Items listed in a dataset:

------

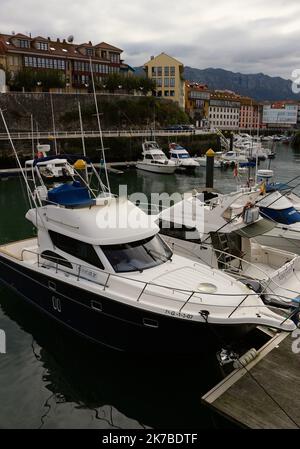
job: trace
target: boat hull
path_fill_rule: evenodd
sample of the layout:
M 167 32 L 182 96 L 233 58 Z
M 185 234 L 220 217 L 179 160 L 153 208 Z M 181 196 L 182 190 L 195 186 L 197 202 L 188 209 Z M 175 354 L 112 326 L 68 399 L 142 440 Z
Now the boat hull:
M 255 328 L 211 325 L 143 310 L 37 273 L 3 255 L 0 276 L 5 285 L 64 327 L 116 350 L 208 353 L 237 343 Z
M 139 170 L 149 171 L 152 173 L 162 173 L 165 175 L 171 175 L 175 172 L 175 165 L 156 165 L 156 164 L 144 164 L 143 162 L 138 162 L 136 168 Z

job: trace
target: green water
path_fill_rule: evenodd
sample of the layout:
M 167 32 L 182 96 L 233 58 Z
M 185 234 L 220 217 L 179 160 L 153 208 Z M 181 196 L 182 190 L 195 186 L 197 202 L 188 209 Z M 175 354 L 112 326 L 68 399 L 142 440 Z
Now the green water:
M 272 162 L 278 180 L 300 174 L 300 154 L 278 146 Z M 263 165 L 262 165 L 263 168 Z M 195 175 L 155 175 L 126 170 L 111 175 L 128 193 L 185 192 L 203 186 Z M 234 189 L 232 170 L 216 171 L 215 186 Z M 27 204 L 19 179 L 0 181 L 0 240 L 34 235 L 24 219 Z M 215 359 L 196 356 L 134 356 L 103 351 L 43 318 L 0 285 L 0 428 L 155 428 L 229 426 L 200 403 L 219 379 Z M 202 344 L 202 342 L 201 342 Z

------

Task to complete
Copy the lines above exactly, leaving out the pictures.

Result
job: trace
target: boat hull
path_fill_rule: evenodd
sample of the layout:
M 167 32 L 182 96 L 233 58 Z
M 185 234 L 220 217 L 179 160 L 153 208 Z M 181 196 L 182 190 L 195 186 L 197 202 L 188 209 Z M 175 354 L 112 326 L 68 399 L 142 440 Z
Now the boat hull:
M 255 328 L 211 325 L 143 310 L 37 273 L 3 255 L 0 276 L 5 285 L 64 327 L 116 350 L 208 353 L 237 343 Z
M 139 170 L 149 171 L 152 173 L 162 173 L 165 175 L 171 175 L 175 172 L 175 165 L 156 165 L 156 164 L 144 164 L 143 162 L 138 162 L 136 168 Z

job: trace
target: green water
path_fill_rule: evenodd
sample of the layout:
M 167 32 L 182 96 L 233 58 Z
M 185 234 L 220 217 L 179 160 L 153 208 Z M 181 196 L 182 190 L 195 186 L 197 202 L 188 209 Z M 175 354 L 112 326 L 68 399 L 142 440 Z
Now the green water:
M 272 162 L 278 180 L 300 174 L 300 154 L 278 146 Z M 263 165 L 262 165 L 263 168 Z M 195 175 L 155 175 L 126 170 L 111 175 L 128 193 L 185 192 L 203 186 Z M 234 189 L 232 170 L 216 171 L 215 186 Z M 27 204 L 19 179 L 0 181 L 0 240 L 34 235 L 24 219 Z M 215 359 L 196 356 L 134 356 L 103 351 L 43 318 L 0 285 L 0 428 L 155 428 L 229 426 L 200 403 L 219 379 Z M 202 344 L 202 342 L 201 342 Z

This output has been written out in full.